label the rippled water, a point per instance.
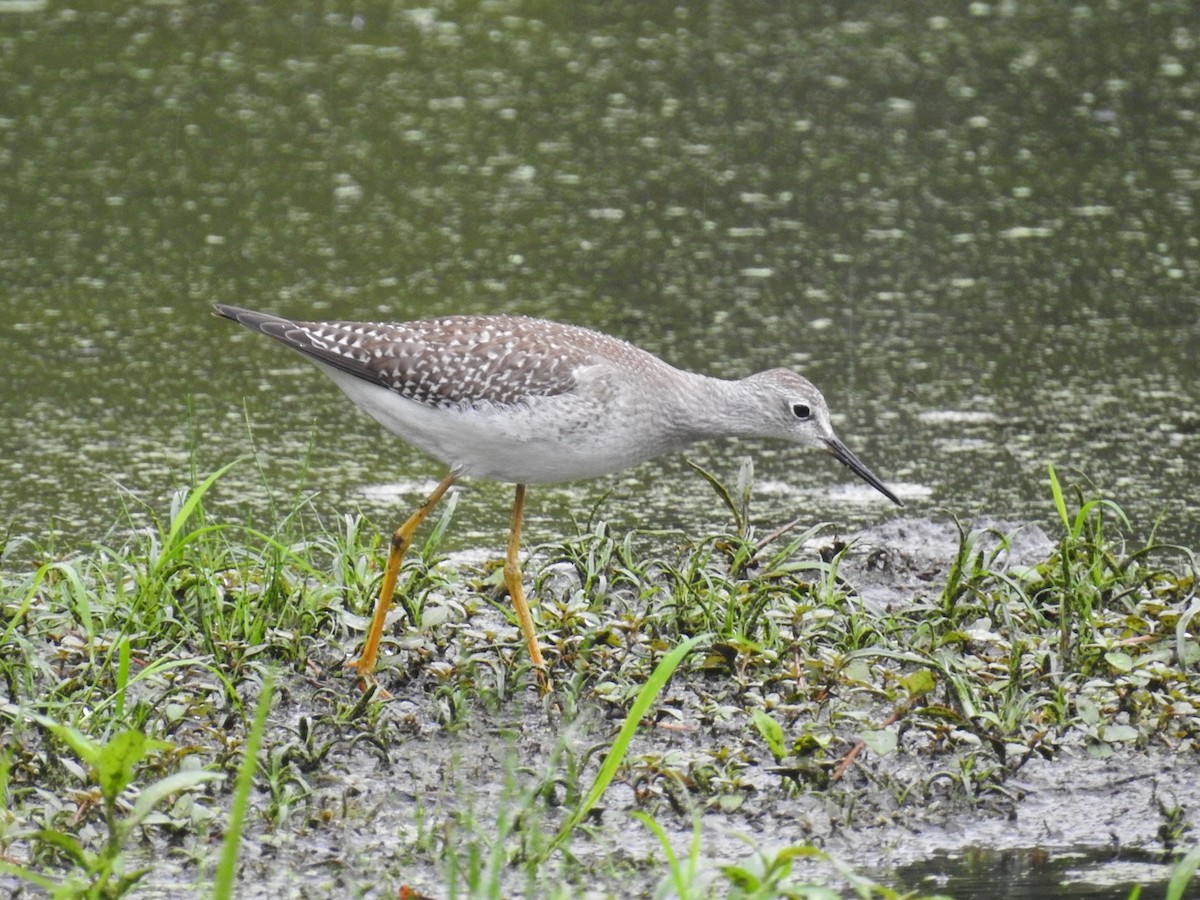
(973, 227)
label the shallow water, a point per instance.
(975, 231)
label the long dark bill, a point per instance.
(855, 465)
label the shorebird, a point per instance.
(531, 401)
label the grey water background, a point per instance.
(972, 225)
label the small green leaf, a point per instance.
(162, 789)
(882, 742)
(919, 683)
(1119, 660)
(858, 670)
(771, 732)
(117, 761)
(1119, 733)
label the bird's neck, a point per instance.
(708, 408)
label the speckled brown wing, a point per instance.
(457, 360)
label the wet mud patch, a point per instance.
(917, 693)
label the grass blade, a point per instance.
(646, 697)
(227, 867)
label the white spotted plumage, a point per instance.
(523, 400)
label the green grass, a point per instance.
(175, 700)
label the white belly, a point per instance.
(546, 439)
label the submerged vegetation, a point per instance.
(175, 707)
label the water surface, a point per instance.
(973, 227)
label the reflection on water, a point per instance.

WORK INSTRUCTION :: Send back exactly the lines of the listing above, beginning at the line containing "label the green grass, a point per instance." and ending with the last. Add nothing.

WRITTEN SOLUTION ::
label the green grass, a point per instance.
(175, 700)
label the white belly, a point per instance.
(546, 439)
label the submerged vegetation, a point per instance.
(175, 707)
label the water surface, a point per instance.
(973, 227)
label the reflection on water, a point per instance.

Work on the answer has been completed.